**Directions for this task:**
Duplicate the lines of the listing below, starting at the line that contains "As a warehouse robot's perception module, locate stainless" and ending at the line that contains "34,208,115,217".

**Material to process:**

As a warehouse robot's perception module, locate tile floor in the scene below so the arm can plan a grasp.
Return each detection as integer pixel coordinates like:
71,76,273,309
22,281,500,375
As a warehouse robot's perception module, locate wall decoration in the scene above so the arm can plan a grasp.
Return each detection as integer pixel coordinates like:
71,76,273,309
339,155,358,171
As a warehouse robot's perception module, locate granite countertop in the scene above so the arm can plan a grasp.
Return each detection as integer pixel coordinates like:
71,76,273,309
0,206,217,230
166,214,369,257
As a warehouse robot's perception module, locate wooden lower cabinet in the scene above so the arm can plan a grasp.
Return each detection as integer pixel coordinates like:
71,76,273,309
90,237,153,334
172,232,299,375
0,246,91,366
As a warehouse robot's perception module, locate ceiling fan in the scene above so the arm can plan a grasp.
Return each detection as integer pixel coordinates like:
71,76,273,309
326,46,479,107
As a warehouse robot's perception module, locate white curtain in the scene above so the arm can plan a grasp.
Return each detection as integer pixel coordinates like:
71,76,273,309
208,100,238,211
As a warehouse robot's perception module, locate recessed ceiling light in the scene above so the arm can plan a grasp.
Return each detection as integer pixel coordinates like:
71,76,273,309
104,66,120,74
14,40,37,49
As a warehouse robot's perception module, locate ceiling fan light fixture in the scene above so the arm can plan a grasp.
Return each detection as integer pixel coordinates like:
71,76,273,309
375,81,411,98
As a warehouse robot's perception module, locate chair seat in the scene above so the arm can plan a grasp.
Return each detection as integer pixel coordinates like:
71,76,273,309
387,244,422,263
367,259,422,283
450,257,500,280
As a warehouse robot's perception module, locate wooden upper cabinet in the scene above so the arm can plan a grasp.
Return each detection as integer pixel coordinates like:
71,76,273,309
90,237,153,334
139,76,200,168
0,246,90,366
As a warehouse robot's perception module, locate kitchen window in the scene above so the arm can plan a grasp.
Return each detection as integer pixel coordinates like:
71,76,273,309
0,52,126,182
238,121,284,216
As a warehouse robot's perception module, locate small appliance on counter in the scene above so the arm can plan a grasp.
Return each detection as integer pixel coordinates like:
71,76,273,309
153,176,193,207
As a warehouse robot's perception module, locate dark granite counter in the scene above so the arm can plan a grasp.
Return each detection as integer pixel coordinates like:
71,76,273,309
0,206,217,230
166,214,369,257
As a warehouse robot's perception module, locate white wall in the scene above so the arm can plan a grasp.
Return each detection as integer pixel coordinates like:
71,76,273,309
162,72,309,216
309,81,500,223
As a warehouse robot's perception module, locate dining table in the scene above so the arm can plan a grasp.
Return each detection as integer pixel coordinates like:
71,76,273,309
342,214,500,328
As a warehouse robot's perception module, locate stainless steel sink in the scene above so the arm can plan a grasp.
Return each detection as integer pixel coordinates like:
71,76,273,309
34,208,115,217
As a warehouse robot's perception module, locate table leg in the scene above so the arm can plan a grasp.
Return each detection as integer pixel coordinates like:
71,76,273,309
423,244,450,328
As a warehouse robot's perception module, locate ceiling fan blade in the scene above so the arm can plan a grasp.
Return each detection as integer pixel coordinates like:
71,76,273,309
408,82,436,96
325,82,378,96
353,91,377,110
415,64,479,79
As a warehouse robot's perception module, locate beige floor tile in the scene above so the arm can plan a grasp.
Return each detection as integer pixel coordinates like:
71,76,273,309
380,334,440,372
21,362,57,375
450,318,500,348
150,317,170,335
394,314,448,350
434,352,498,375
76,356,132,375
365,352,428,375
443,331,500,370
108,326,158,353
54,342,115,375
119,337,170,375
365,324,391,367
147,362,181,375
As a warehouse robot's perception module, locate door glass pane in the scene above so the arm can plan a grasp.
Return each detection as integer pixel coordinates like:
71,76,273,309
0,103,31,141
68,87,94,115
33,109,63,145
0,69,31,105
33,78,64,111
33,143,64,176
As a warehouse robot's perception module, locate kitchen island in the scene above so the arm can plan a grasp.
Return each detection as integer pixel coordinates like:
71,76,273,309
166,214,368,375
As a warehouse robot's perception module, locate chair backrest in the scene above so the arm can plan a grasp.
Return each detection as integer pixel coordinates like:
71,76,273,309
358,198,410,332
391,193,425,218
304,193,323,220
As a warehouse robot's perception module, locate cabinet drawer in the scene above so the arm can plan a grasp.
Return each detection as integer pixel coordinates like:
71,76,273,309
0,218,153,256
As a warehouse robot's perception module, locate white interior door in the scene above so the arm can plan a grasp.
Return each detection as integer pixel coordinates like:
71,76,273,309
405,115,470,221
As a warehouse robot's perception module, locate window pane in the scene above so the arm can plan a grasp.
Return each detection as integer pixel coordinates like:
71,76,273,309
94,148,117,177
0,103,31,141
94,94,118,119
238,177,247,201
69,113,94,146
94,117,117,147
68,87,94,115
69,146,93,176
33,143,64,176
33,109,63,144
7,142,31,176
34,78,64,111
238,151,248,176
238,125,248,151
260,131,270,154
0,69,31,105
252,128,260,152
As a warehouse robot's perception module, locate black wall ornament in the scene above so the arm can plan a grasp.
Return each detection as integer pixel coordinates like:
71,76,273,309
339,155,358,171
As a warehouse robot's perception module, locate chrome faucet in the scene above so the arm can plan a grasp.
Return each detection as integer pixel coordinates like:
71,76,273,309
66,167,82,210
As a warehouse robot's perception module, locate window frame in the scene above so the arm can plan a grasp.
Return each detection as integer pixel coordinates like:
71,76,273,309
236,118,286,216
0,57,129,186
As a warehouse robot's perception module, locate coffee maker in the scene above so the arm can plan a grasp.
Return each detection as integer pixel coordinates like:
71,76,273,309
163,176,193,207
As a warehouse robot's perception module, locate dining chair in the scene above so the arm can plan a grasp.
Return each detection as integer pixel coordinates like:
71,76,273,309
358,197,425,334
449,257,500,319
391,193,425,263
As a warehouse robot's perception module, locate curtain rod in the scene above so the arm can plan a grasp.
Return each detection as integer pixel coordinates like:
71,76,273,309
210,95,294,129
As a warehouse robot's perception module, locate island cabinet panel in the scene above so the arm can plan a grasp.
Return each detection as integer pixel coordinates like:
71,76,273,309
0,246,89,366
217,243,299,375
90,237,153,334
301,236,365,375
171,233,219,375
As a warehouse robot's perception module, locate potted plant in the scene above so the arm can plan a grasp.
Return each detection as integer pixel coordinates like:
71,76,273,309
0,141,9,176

**Answer for this exercise:**
As a warehouse robot's perception module, locate stainless steel sink in the scene above so the arm can plan a grasp.
Return each detection as integer pixel coordinates like:
71,76,273,309
34,208,115,217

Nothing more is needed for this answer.